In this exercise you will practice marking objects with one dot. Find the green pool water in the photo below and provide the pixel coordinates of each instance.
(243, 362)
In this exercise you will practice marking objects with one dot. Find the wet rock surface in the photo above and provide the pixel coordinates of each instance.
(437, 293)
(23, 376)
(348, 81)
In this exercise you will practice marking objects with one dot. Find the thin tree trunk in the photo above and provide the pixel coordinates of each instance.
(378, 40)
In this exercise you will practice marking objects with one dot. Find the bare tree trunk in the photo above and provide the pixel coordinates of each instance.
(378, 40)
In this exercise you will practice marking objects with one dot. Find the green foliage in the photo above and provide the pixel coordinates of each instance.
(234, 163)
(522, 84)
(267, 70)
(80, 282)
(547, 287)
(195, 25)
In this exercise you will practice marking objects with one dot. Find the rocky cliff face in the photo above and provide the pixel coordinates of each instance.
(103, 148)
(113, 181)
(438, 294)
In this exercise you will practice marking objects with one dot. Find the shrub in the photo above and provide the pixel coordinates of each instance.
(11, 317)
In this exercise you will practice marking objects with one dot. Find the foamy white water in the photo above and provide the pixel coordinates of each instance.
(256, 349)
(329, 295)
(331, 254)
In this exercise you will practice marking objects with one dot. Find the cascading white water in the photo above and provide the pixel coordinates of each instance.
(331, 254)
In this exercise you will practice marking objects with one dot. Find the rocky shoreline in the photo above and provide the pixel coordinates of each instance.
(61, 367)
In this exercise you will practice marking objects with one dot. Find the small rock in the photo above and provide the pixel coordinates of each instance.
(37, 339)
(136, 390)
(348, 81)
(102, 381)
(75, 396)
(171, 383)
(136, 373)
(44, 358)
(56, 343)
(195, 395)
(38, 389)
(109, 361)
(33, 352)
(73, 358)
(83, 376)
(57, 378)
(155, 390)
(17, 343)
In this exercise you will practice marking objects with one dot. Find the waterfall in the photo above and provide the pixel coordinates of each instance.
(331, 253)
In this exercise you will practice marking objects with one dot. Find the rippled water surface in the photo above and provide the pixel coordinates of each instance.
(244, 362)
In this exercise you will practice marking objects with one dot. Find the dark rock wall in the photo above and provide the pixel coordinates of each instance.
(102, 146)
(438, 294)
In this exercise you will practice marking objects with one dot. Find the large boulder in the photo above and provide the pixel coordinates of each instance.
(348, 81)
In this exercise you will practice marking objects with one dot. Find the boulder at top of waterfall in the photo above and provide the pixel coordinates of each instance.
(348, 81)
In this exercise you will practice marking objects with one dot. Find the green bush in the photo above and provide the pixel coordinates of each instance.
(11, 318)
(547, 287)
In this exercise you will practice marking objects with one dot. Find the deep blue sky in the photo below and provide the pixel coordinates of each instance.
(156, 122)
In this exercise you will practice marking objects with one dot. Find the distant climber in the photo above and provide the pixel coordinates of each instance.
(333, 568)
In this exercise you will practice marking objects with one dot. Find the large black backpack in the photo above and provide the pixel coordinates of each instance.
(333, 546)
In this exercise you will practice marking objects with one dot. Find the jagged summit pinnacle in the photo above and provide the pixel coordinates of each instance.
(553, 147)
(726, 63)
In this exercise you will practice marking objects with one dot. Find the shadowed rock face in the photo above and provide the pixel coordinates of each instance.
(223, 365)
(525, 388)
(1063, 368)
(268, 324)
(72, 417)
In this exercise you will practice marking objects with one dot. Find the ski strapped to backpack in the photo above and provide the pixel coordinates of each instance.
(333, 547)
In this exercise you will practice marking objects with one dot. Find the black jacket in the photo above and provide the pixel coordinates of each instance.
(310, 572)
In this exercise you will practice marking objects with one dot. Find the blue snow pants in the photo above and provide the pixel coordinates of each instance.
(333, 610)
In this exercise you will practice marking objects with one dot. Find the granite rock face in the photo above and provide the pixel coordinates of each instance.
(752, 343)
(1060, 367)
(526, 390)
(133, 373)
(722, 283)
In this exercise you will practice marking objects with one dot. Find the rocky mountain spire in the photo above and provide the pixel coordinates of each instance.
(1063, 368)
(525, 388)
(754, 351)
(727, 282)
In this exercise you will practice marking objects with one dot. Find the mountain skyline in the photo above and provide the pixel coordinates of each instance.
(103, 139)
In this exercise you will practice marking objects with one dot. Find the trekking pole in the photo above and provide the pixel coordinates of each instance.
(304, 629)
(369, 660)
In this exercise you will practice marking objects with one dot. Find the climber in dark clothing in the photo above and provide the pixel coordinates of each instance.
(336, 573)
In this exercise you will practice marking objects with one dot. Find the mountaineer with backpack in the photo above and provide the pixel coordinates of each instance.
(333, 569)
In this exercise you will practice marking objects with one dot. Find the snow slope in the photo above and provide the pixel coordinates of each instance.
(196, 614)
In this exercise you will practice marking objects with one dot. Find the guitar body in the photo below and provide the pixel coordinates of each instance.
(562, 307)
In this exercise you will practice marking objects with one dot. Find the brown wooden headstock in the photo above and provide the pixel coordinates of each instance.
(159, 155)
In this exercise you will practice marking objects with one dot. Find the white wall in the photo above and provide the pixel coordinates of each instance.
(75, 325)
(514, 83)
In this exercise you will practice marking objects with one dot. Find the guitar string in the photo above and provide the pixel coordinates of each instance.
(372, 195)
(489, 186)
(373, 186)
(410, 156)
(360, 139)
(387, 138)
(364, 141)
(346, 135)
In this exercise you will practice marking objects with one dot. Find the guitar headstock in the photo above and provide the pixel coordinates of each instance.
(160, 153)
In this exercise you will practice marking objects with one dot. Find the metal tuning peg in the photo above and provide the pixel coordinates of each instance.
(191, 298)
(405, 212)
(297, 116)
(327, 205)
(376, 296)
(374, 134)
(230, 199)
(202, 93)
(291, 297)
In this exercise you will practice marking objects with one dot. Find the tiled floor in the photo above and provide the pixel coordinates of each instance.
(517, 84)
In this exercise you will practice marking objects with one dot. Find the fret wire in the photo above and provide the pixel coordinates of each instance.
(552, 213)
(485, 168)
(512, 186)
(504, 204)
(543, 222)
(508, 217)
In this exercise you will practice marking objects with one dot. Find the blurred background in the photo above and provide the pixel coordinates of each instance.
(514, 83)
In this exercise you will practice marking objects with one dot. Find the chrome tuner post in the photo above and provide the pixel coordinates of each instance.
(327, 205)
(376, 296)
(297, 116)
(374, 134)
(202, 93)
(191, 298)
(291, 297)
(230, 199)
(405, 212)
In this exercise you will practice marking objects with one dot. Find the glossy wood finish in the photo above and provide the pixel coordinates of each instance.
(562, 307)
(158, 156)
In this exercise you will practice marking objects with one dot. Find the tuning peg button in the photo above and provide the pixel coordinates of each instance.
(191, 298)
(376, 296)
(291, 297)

▬▬▬▬▬▬▬▬▬▬

* Problem to work on *
Everything in the listing above should be repeated exactly.

* Reply to the task *
In this exercise you will practice marking objects with one dot. Find the green pool water in the photo below and provide the pixel coordinates of each instance.
(243, 362)
In this exercise you will practice marking objects with one dot. Find the wet rock surface in the photo above and provide the pixel coordinates of each instance.
(437, 293)
(23, 376)
(348, 81)
In this exercise you will practice marking objects with one dot. Find the thin tree trunk in the photo above and provide the pixel coordinates of each instance.
(378, 40)
In this exercise you will practice marking objects with one dot. Find the bare tree trunk in the photo above and provide the pixel coordinates of each instance.
(378, 40)
In this exercise you will practice marking objects with one dot. Find the green foliage in the photo above and provide the pixel coordinates of each instance.
(234, 163)
(522, 84)
(267, 70)
(80, 282)
(547, 287)
(195, 25)
In this exercise you will practice marking objects with one dot. Find the rocky cliff face in the photo above and provide the pixel coordinates of each instance.
(103, 148)
(113, 181)
(438, 294)
In this exercise you will practice marking objects with one dot. Find the shrub in the photo above and provide the pixel coordinates of each instance.
(11, 317)
In this exercise you will practice marking objects with one dot. Find the foamy white water in the photo above and provide the pixel coordinates of each instance.
(256, 349)
(329, 295)
(331, 254)
In this exercise you will practice marking objects with one dot. Find the cascading white water in the photo above and provide the pixel coordinates of each instance.
(331, 254)
In this exercise you will practice marking objects with one dot. Find the rocky shoreline in the photo above and provide the pixel coordinates of each instance.
(61, 367)
In this exercise you will practice marking objects with one dot. Find the small rock in the photo above and provide the pixel coordinates of each instance.
(37, 339)
(136, 390)
(348, 81)
(102, 381)
(75, 396)
(171, 383)
(136, 373)
(44, 358)
(56, 343)
(195, 395)
(38, 389)
(109, 361)
(33, 352)
(73, 358)
(83, 376)
(57, 378)
(155, 390)
(17, 343)
In this exercise you will practice marking objects with one dot. Find the waterfall in the photo above and provide the pixel coordinates of each instance.
(331, 253)
In this exercise you will practice marking objects with one dot. Find the rippled water surface in the photo above and provide the pixel coordinates of each instance.
(244, 362)
In this exercise you will practice marking objects with one dot. Find the dark rock wall in the photo above and provide the pixel coordinates of each instance.
(102, 146)
(438, 294)
In this exercise you will practice marking objects with one dot. Find the large boulder in the photo above and provide the pixel coordinates of each instance.
(348, 81)
In this exercise you will practice marking objects with one dot. Find the boulder at top of waterfall in the photo above and provide the pixel coordinates of each instance.
(348, 81)
In this exercise you will practice marking objects with one dot. Find the green bush in the photo above and provide the pixel coordinates of each instance.
(11, 318)
(547, 287)
In this exercise you will practice marking objects with one dot. Find the deep blue sky in the photo below and provide the pixel coordinates of each instance.
(156, 122)
In this exercise you will practice marking objects with one dot. Find the distant climber in the photo above and provide the pixel coordinates of each instance.
(333, 568)
In this exercise you will practice marking objects with one dot. Find the large black backpack in the photo above and provide the pixel coordinates of each instance.
(333, 546)
In this exercise you will practice marking objects with one dot. Find the jagged summit pinnacle in the photo above and provide the pixel coordinates of each instance.
(553, 147)
(726, 63)
In this exercise you will practice marking objects with one dot. Find the shadowed rock face in the photo above and provide the pixel coordinates of each instance.
(223, 365)
(525, 388)
(1063, 368)
(268, 324)
(72, 417)
In this exercise you will practice marking objects with one dot. Find the ski strapped to backpack in the photo above and provide the pixel coordinates of each instance.
(333, 547)
In this exercise you will practice marking objects with one dot. Find the black jacket in the photo above and provide the pixel coordinates of each instance.
(310, 572)
In this exercise you will practice marking objects with one dot. Find the blue snow pants in the photo above and provide the pixel coordinates of each instance.
(333, 610)
In this exercise you will practice marking objects with one dot. Find the granite rock face in the photo above and provide the pixel coordinates of each instance.
(752, 343)
(1060, 367)
(526, 390)
(133, 373)
(722, 283)
In this exercise you will practice marking objects with one dot. Find the rocky mountain spire in the photo above and provide the pixel coordinates of each instance.
(1063, 368)
(525, 388)
(754, 351)
(727, 282)
In this exercise you will practice marking objects with one dot. Find the mountain skyline in the photo above and provide the pixel coordinates of each instance.
(103, 139)
In this exercise you will practice marking objects with one dot. Find the trekking pole in the photo above and provide the pixel coordinates of each instance.
(304, 629)
(369, 660)
In this exercise you will practice marking objects with one dot. Find the climber in dark clothing in the photo above and provide the pixel coordinates of each instance.
(336, 573)
In this exercise you will practice marking objects with one dot. Find the mountaineer with backpack in the photo above and provide the pixel coordinates of each instance.
(333, 569)
In this exercise you will practice marking objects with one dot. Find the snow slope in the photo above and provide the pixel coordinates of each instance.
(196, 614)
In this exercise you will practice marking objects with one dot. Find the guitar body in the photo below and provide the pixel coordinates of each instance.
(562, 307)
In this exercise you will practice marking objects with one dot. Find the brown wooden headstock in the photo above and provide the pixel coordinates of each instance.
(159, 155)
In this exercise you will practice marking objects with one dot. Find the white wall in the photo above and provide the pixel coordinates of each instance.
(75, 325)
(514, 83)
In this exercise you will practice marking objects with one dot. Find the guitar string in the photo above and provide the pixel coordinates of each instance.
(372, 195)
(489, 186)
(373, 186)
(410, 156)
(360, 139)
(387, 138)
(364, 141)
(346, 135)
In this exercise you will practice marking objects with one dot. Find the guitar headstock in the photo above and provide the pixel coordinates of each instance.
(160, 153)
In this exercise you will practice marking objects with one dot. Find the metal tuning peg in the photo above and provide the pixel coordinates of each instance.
(191, 298)
(405, 212)
(297, 116)
(327, 205)
(376, 296)
(374, 134)
(230, 199)
(202, 93)
(291, 297)
In this exercise you will practice marking objects with one dot. Find the tiled floor in the photo above and provide the pixel coordinates of each instance.
(517, 84)
In this exercise you will practice marking objects with one dot. Find the fret wire in the photo above and provide the pixel coordinates of each instance.
(552, 213)
(485, 168)
(512, 186)
(504, 204)
(543, 222)
(508, 217)
In this exercise you will practice marking objects with one dot. Find the blurred background in the photo above and provide the pixel coordinates of each instance.
(514, 83)
In this exercise you will practice marking objects with one dot. Find the chrome tuner post in the photo above and provide the pixel coordinates of each instance.
(327, 205)
(376, 296)
(297, 116)
(374, 134)
(202, 93)
(191, 298)
(291, 297)
(230, 199)
(405, 212)
In this exercise you will practice marking objects with one dot. Find the glossy wood finish in the photo above and provide the pixel coordinates of each instance.
(562, 307)
(158, 156)
In this exercise you will practice marking objects with one dot. Find the tuning peg button in the photo above and provide the pixel coordinates of each instance.
(191, 298)
(376, 296)
(291, 297)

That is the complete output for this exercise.